WORK INSTRUCTION: Copy each line of the listing below exactly.

RECORDS FOR PROCESSING:
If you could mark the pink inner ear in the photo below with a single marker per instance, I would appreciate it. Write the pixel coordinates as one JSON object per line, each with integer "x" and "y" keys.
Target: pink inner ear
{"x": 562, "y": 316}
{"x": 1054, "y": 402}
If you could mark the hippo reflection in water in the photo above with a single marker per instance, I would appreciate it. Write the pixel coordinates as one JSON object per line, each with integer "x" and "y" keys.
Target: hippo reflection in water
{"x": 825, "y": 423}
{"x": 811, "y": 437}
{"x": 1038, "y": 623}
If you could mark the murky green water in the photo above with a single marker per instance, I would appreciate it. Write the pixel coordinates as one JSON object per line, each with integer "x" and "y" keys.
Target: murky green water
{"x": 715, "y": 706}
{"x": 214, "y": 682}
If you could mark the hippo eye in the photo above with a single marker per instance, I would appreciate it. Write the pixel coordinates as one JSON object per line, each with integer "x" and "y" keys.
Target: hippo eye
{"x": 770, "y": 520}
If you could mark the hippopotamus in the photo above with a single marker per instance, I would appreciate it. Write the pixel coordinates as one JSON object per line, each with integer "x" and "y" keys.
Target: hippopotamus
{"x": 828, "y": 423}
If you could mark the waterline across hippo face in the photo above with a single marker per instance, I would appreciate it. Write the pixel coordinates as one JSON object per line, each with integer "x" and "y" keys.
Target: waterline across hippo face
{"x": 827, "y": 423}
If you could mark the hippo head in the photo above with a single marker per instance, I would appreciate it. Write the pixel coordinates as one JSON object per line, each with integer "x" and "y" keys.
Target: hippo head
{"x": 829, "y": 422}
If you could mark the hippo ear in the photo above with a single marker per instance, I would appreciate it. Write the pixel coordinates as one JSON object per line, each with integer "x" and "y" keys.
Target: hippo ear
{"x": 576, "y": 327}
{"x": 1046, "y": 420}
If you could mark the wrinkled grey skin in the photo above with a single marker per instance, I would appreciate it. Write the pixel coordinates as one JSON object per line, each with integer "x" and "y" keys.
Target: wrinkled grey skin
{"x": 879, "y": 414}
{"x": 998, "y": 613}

REPLY:
If you could mark the pink inner ear in the photo below with a single marker per instance, I would appreciate it. Write the pixel coordinates as one JSON object per line, each with integer "x" and "y" keys.
Target: pink inner ear
{"x": 562, "y": 316}
{"x": 1054, "y": 402}
If you could mark the hippo reflection in water in the photo above with a single marker per instance, I would appreciate it. Write the pixel coordinates as one JSON object per line, each with integer "x" and "y" keys.
Target: hippo reflection in water
{"x": 825, "y": 423}
{"x": 811, "y": 437}
{"x": 1038, "y": 623}
If you could mark the murky green water in the photo above with a single marker per instance, I would appreciate it. Write the pixel coordinates as one JSON object per line, each with integer "x" and "y" keys.
Target: murky green water
{"x": 715, "y": 706}
{"x": 214, "y": 682}
If you could mark the hippo eye in the photo above with a single marker per instance, I would appreciate it. Write the pixel coordinates as one JSON object per line, each with integer "x" and "y" keys.
Target: hippo eye
{"x": 770, "y": 520}
If you could mark the hippopotamus in the photo above with a single marker per instance, I would appreciate it. Write the pixel coordinates as one JSON object per line, each with integer "x" and "y" keys.
Target: hippopotamus
{"x": 828, "y": 423}
If you could mark the waterline across hippo face in the photo above with a single marker per instance, I would appreciate it. Write the pixel coordinates as one JSON object per line, each with integer "x" and "y" keys.
Target: waterline across hippo face
{"x": 827, "y": 423}
If you could mark the hippo head in the photo above with a single marker per instance, I would appreciate it. Write the pixel coordinates as one JSON object per line, each with integer "x" and "y" keys.
Target: hippo head
{"x": 829, "y": 422}
If you could mark the hippo ear in the photo above with a single marker per instance, I would appreciate it. Write the pixel coordinates as one JSON object per line, each with integer "x" and "y" keys.
Target: hippo ear
{"x": 576, "y": 327}
{"x": 1046, "y": 420}
If you could mark the wrinkled grey skin in the photo above with a single marker per instance, I would appreciate it. Write the pixel coordinates as one JSON object per line, each with integer "x" and "y" keys.
Target: wrinkled grey skin
{"x": 879, "y": 414}
{"x": 998, "y": 613}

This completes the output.